Switch "navy" to "dark blue" in everything from the start of the items down to the line containing "xmin=159 ymin=41 xmax=229 ymax=87", and leave the rest of those lines unchanged.

Data in this exercise.
· · ·

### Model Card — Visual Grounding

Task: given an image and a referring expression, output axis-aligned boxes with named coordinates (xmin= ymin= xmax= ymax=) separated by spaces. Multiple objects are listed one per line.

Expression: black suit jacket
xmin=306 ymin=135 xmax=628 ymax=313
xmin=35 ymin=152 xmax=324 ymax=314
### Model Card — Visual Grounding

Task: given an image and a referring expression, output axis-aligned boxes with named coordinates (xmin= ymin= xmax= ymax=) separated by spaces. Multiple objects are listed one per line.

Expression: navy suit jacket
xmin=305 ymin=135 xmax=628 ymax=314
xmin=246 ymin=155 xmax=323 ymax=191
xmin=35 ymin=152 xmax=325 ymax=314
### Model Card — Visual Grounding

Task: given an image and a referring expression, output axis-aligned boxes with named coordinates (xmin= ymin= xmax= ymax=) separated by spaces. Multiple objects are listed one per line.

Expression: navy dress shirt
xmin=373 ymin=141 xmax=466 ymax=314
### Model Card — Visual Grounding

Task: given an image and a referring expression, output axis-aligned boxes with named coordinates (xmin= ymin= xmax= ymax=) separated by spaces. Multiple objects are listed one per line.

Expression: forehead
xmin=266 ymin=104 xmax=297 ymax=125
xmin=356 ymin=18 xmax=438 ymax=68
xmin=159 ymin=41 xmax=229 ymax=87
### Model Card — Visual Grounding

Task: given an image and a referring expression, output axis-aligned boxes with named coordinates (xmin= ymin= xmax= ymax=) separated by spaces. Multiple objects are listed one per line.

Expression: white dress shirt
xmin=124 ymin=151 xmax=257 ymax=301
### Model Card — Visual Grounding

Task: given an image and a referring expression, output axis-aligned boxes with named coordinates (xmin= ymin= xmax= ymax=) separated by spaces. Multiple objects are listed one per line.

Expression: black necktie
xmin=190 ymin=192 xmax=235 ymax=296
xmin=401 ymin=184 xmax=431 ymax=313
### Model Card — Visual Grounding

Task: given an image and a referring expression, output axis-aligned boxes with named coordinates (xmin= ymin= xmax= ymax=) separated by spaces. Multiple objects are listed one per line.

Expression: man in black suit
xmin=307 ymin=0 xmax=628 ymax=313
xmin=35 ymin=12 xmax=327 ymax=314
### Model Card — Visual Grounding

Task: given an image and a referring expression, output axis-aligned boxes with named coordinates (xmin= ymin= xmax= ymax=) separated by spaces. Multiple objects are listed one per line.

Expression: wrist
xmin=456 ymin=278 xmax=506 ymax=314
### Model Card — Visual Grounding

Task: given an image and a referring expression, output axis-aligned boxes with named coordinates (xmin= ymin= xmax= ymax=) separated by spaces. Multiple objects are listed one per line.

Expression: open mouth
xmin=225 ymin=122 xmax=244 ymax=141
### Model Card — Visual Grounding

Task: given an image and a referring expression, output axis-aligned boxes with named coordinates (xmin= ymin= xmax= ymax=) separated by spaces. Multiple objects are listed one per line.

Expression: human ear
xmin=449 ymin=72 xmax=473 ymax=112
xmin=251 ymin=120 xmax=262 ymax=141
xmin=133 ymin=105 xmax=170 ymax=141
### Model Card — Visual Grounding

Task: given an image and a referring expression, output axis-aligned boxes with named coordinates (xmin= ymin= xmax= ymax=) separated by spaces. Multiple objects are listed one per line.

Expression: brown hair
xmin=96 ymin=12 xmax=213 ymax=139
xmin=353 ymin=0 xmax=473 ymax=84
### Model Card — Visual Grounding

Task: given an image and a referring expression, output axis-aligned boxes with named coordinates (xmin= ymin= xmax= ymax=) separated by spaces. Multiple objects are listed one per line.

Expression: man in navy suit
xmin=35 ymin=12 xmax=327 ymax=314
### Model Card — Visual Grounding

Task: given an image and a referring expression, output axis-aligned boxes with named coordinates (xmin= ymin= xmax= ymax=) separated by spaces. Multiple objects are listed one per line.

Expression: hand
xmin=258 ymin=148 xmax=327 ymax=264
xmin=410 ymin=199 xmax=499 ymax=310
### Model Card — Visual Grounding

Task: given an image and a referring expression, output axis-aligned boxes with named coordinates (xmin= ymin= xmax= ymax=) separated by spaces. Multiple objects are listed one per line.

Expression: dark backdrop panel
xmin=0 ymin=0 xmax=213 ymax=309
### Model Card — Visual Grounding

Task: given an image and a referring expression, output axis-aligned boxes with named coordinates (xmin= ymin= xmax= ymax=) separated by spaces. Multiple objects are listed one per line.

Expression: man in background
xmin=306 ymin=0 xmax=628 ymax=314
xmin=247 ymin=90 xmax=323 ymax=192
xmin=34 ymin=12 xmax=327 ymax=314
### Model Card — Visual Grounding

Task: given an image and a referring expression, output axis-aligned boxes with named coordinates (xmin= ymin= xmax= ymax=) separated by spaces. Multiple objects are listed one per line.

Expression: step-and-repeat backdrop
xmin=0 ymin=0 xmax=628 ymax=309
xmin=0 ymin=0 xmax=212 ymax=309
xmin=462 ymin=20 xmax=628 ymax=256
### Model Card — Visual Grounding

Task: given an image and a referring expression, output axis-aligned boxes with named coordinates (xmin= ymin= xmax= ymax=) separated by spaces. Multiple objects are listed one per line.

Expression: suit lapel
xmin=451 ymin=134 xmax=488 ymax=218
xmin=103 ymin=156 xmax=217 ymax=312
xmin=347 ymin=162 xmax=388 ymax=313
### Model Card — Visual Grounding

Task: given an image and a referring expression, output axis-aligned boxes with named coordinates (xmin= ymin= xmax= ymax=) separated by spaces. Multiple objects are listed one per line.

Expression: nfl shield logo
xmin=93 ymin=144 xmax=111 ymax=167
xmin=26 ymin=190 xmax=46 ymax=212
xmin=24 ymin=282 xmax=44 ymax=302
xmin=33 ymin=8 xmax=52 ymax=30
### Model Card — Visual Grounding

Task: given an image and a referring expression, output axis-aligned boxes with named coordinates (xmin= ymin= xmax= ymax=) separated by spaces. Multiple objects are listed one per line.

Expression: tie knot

· · ·

Response to this exercise.
### Model Card — Visual Grounding

Task: given an image and a referring expression, output axis-aligned boxes with named coordinates (xmin= ymin= xmax= ymax=) separated by spaces. Multiple objects are listed one per line.

Expression: black suit jacket
xmin=306 ymin=135 xmax=628 ymax=313
xmin=35 ymin=152 xmax=324 ymax=314
### Model Card — Visual Grounding

Task: given an image and a referring expression, output axis-aligned boxes with named coordinates (xmin= ymin= xmax= ymax=) separated by spaces. Multiple objects are listed one per line.

Expression: dark blue suit jacket
xmin=305 ymin=135 xmax=628 ymax=314
xmin=246 ymin=155 xmax=323 ymax=191
xmin=35 ymin=152 xmax=325 ymax=314
### Model Card — Visual Grounding

Task: given an image and a referring expression, output axis-aligned boxes with named coordinates (xmin= ymin= xmax= ymax=) separated by spaces. Multiple objects are listed one per line.

Expression: dark blue dress shirt
xmin=373 ymin=141 xmax=466 ymax=314
### Model Card — Visual Grounding

Task: given an image and a referring expression, output axis-aligned boxes with named coordinates (xmin= ymin= xmax= ymax=) separated by spaces. Multiple objects are listed one per line.

Expression: forehead
xmin=266 ymin=104 xmax=297 ymax=125
xmin=356 ymin=18 xmax=438 ymax=68
xmin=159 ymin=41 xmax=229 ymax=87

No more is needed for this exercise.